Porto Covo, two long hours away, is like all the seaside villages in Alentejo: white buildings with colourful trim, quiet now in winter. A night here in a chilly motel, and then I walk down to the water and turn left onto the Rota Vicentina.
Useful information about the rota
Unhelpfulness is a core value of this blog, but so is inconsistency, so here is some actual information about the route. There seem to be two Fishermen's Trails, a "historic" one, and this one, which runs along the clifftops and takes in the coastline and the tourist villages. I don't know that the new one was ever popular with fishermen ("nope, no fish in this wine bar, either"), but it is spectacular. I did it at the beginning of February; the weather was good (mostly dry, temperatures of 10-20 degrees Celsius), and I saw only a handful of other hikers each day. Doing it in the summer would be awful. I booked the hike through a company, recommended by a friend, that handles accommodation and luggage transfers and gives you maps and GPS files. This is all very handy, but it would also be easy enough to arrange it all yourself.

## What you need to do
1. Do these statements agree with the Rota Vicentina text above? For each, answer yes or no and quote the deciding words from the text. (a) The walker met many other hikers each day. (b) Porto Covo is quiet in winter. (c) The walker arranged the whole hike without any company's help.
2. How would you render this sentence from the Rota Vicentina text above in Spanish: "I booked the hike through a company, recommended by a friend, that handles accommodation and luggage transfers and gives you maps and GPS files."
3. Could you carry on the Rota Vicentina text above, starting right after its final sentence?

## Material provided
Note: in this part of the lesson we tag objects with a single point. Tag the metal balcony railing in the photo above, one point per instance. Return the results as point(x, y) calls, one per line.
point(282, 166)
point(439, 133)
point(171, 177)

## Per-task outputs
1.
(a) No: "I saw only a handful of other hikers each day."
(b) Yes: "quiet now in winter"
(c) No: "I booked the hike through a company"

2. Reservé la caminata a través de una empresa, recomendada por un amigo, que se encarga del alojamiento y del traslado del equipaje y te da mapas y archivos GPS.

3.
I did a 'highlights' version with 4 stages of 18-20km each: Porto Covo to Vila Nova de Milfontes; to Almograve; to Zumbujeira do Mar; to Odexeixe. The trail is clearly marked with blue-and-green blazes (though there are a few places where checking a map or GPS route is reassuring). It's mostly a hands-in-pockets stroll, but there are one or two spots where there's a bit of exposure, a few steep-ish climbs and descents, and a lot of loose sand (particularly from Porto Covo to Vila Nova), which is tiring. There are some short stretches of roadside walking, but they're not too bad, except maybe for a very short section just south of Vila Nova, where for a couple of hundred metres you're either on the road or in a sloping concrete gutter.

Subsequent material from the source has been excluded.